_SUPPLIED PASSAGE:_
Reverse Engineering (rev): require analyzing a provided program to find a vulnerability needed to recover the flag.
Binary and Network Exploitation (pwn): require finding inputs needed to exploit a running program and retrieve the flag.
Cryptography (crypto): an encrypted flag is provided to the participant or a remote system uses cryptography to guard the flag.
Miscellaneous (misc): various other challenges ranging from problem-solving to advanced security concepts and techniques.
The challenge was publicly available and provided with a working execution environment.
They then escalated to a cyber range environment—fully isolated hacking labs designed for simulated perimeter breaches, lateral movement, and privilege escalation. And to go beyond their setups, they partnered with Pattern Labs, whose proprietary cyber-range scenarios included emulated enterprise networks, attack trees, and real adversary tactics.
This three-pronged approach—CTFs, internal cyber ranges, and third-party enterprise scenarios—means GPT-5 wasn’t just asked “what could you do?” It was put in situations where it had to try.

_EXERCISE TASKS:_
**1)** In the passage on security challenges and cyber-range testing, which company supplied proprietary cyber-range scenarios?
**2)** Extend the passage on security challenges and cyber-range testing, beginning after its final sentence.

[Excerpts from a dataset]
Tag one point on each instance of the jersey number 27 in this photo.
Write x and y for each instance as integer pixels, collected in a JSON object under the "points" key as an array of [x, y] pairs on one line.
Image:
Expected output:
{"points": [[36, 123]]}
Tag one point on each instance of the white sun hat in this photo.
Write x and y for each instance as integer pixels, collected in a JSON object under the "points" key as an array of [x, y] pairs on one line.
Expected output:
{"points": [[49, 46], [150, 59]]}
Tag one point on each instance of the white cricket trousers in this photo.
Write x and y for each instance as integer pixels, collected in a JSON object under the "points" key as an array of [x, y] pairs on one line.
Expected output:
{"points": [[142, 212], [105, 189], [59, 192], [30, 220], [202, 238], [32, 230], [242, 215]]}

_RESPONSE LIST:_
**1)** Pattern Labs

**2)**
The results are pretty straightforward:
ChatGPT agent achieves the highest performance on Collegiate CTF challenges, while OpenAI o3 achieves the highest performance on Professional challenges.
Both gpt-5-thinking and gpt-5-thinking-mini perform similarly to each other and do not appear to offer improved performance compared to prior releases.
As we can see, OpenAI highlights that the model alone has a long way to go to match professional penetration testers and security researchers on professional CTFs. It is in contrast to the claim of many startups that are pitching autonomous pentest or reverse engineering.
What Does GPT-5 Mean for Cyber Builders and Cyber and AI Security Companies?
However, cybersecurity isn't always about finding zero-days in unknown websites or codebases. More often, it involves practical tasks like triaging thousands of log lines, matching policies against hundreds of files or events, and applying fixes to systems. If you’re building AI-native security tools, doing this, GPT-5 is a nearly perfect release.
Cybersecurity startups that rely on API calls to analyze logs, correlate incidents, or automate responses—especially those in the emerging AI SOC automation space—are going to see massive gains:
Aggressive pricing compared to prior OpenAI models and competitors like Anthropic Claude Sonnet.
Longer context windows mean you can process entire audit logs, threat intel feeds, and policy chains in a single pass. No more chunking and losing context. Playbooks and response rules can become far more nuanced.
More reliable responses reduce the need for human babysitting. The AI can flag threats, summarize them, and trigger the right playbook—without you re-checking every line of output.
That’s the upside.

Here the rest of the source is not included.